# [TASK DESCRIPTION]
Go through the records below and keep only the lines that contain the string "logo". Copy each of those lines without changes.

┌─ RECORDS SUPPLIED

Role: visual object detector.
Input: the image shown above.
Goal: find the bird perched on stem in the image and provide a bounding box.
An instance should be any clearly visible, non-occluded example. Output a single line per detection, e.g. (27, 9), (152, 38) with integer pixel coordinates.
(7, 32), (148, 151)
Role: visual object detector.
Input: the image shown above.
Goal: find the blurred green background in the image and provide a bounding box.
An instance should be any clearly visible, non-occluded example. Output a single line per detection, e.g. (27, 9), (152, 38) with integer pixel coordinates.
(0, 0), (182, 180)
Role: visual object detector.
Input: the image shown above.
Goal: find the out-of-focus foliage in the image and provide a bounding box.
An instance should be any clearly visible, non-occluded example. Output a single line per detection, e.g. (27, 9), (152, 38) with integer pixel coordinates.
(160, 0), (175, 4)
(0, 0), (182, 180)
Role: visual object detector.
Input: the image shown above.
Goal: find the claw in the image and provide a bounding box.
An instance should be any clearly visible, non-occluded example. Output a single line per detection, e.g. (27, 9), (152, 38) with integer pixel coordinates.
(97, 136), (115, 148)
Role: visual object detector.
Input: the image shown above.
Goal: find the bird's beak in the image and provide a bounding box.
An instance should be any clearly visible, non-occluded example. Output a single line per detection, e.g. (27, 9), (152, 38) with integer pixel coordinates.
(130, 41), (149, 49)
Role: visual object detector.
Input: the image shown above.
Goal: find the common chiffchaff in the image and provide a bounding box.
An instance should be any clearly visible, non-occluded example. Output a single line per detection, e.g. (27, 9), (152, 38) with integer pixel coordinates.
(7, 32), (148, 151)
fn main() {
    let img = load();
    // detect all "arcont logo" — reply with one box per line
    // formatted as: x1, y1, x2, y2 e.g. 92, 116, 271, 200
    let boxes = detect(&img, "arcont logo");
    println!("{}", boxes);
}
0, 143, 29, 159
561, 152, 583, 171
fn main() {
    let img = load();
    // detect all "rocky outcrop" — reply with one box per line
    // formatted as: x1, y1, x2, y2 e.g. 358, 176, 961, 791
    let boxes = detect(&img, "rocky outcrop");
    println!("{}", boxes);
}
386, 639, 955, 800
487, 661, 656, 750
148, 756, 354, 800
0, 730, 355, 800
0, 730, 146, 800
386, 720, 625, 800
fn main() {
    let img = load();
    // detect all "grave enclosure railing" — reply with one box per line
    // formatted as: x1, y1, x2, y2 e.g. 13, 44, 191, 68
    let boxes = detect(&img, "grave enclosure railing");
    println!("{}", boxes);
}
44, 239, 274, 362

└─

# [REPLY]
    // detect all "arcont logo" — reply with one box per line
    let boxes = detect(&img, "arcont logo");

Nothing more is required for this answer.